(Rows from a dataset for box labeling)
<<<<

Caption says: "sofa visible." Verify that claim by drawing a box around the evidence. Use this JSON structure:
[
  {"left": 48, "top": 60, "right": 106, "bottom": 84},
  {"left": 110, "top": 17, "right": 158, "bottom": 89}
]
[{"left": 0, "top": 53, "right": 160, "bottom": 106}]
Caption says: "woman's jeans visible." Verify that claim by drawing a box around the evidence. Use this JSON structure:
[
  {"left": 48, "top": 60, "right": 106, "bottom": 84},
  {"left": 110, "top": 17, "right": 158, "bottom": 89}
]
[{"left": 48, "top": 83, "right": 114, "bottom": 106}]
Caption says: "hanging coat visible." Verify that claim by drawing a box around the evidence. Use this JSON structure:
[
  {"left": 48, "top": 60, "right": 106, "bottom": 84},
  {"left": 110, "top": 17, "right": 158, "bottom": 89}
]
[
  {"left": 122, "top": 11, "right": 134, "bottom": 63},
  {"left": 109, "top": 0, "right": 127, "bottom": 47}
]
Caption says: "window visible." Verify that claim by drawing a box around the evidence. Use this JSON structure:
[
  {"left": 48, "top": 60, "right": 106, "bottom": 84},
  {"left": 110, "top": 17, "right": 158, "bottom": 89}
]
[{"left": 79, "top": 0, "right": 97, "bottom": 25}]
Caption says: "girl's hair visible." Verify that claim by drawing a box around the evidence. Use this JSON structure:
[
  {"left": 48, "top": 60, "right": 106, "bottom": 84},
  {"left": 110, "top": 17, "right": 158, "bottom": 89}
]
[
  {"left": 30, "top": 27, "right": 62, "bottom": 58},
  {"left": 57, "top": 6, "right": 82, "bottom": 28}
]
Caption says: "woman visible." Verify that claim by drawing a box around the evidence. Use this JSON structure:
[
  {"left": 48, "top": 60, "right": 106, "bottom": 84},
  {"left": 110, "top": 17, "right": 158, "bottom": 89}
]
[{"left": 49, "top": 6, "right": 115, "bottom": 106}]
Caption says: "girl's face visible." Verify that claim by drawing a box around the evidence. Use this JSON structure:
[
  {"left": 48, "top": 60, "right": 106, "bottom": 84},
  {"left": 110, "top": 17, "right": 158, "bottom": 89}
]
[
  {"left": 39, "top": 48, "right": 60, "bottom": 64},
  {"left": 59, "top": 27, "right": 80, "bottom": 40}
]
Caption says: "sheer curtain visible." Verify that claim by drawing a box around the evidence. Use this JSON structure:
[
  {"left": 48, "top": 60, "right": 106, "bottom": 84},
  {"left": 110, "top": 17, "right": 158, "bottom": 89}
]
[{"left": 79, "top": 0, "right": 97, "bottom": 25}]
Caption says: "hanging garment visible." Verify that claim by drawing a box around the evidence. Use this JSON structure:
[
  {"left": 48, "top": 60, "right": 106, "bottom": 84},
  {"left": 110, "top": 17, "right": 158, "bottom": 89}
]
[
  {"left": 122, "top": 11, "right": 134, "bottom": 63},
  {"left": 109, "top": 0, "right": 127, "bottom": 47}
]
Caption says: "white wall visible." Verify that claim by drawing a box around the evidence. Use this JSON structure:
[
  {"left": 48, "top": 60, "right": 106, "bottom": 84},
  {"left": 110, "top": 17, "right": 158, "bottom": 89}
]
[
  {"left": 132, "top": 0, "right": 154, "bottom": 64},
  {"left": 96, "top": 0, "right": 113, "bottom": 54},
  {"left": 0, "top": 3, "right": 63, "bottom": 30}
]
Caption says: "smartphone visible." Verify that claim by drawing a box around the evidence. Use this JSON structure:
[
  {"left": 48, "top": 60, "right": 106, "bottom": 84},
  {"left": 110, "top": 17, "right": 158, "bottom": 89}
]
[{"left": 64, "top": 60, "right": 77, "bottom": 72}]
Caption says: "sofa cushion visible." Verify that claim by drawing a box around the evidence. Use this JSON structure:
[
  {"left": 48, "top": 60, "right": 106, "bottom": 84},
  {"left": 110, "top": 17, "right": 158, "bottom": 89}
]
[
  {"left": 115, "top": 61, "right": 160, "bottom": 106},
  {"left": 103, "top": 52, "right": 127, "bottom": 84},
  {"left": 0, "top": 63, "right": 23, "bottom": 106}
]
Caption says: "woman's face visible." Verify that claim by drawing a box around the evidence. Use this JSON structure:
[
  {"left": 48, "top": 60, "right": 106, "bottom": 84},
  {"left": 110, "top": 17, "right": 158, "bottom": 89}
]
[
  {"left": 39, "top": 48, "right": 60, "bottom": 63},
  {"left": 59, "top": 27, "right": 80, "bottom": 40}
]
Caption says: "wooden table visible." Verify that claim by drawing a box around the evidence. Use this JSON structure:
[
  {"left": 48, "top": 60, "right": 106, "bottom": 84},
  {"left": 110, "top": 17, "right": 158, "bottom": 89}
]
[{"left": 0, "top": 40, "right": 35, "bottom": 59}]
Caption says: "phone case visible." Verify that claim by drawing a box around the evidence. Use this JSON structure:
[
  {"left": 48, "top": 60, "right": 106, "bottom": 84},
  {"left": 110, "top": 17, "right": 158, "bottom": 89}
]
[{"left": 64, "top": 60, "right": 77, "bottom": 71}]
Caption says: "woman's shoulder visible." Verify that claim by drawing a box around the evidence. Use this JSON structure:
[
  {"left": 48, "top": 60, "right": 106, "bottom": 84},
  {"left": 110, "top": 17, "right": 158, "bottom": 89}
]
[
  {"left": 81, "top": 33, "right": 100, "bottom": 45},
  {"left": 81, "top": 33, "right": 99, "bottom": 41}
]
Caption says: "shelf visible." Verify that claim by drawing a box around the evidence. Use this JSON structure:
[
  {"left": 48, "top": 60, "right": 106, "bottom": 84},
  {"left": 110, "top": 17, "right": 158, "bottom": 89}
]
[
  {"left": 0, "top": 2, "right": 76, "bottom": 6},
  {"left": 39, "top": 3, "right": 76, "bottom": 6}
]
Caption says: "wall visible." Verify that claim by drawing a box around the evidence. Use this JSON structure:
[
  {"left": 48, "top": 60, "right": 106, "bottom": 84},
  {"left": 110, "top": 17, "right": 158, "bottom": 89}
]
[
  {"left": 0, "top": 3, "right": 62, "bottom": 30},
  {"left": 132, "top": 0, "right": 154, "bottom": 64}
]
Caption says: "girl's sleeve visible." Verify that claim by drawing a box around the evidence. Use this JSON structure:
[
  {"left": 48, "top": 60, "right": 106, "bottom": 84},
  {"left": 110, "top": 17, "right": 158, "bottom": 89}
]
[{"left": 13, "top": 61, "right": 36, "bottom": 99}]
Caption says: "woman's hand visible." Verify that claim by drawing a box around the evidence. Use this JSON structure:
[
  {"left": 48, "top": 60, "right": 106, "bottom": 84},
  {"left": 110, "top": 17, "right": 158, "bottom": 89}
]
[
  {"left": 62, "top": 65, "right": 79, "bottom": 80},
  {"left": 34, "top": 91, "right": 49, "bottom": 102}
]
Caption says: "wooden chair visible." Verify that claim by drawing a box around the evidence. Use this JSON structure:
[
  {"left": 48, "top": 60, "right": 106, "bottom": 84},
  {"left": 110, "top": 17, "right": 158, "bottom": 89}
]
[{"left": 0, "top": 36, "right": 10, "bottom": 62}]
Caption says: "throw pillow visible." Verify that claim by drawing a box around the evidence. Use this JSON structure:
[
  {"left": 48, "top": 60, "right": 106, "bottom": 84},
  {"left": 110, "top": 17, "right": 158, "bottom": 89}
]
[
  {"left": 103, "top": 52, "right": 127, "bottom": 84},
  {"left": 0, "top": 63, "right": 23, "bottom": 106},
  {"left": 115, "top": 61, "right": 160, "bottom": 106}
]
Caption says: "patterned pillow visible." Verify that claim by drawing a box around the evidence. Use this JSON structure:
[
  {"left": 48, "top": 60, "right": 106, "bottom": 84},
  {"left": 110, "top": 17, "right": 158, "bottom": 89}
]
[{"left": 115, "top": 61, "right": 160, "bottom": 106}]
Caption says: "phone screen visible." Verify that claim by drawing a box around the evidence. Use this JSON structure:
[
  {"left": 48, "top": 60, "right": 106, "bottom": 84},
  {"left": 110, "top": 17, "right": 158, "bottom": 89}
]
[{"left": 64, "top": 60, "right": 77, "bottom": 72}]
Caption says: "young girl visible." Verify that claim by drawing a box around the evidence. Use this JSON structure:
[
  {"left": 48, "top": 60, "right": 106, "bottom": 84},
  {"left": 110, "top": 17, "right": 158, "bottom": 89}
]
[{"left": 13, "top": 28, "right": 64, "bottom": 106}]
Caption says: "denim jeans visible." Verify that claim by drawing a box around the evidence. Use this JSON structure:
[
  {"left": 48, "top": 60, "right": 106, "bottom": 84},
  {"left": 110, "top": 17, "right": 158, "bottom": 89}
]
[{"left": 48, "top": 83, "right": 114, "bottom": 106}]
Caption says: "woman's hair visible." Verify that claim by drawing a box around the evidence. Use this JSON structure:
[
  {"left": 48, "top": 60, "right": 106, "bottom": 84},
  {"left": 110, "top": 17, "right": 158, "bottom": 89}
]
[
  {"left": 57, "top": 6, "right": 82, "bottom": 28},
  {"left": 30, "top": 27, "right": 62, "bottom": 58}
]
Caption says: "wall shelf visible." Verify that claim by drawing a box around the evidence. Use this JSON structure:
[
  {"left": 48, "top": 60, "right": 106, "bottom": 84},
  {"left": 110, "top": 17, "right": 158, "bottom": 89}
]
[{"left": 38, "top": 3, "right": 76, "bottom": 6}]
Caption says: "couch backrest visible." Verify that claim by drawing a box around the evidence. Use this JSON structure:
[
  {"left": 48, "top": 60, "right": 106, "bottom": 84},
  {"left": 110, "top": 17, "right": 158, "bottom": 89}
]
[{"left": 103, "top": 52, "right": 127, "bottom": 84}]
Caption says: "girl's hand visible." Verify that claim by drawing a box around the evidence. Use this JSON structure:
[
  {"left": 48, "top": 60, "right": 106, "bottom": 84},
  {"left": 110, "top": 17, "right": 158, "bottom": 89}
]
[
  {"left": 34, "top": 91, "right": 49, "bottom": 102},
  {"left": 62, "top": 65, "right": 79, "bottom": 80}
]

>>>>

**Task to complete**
State only the number of lines in the material above that contain the word "pillow".

**Answer in full**
2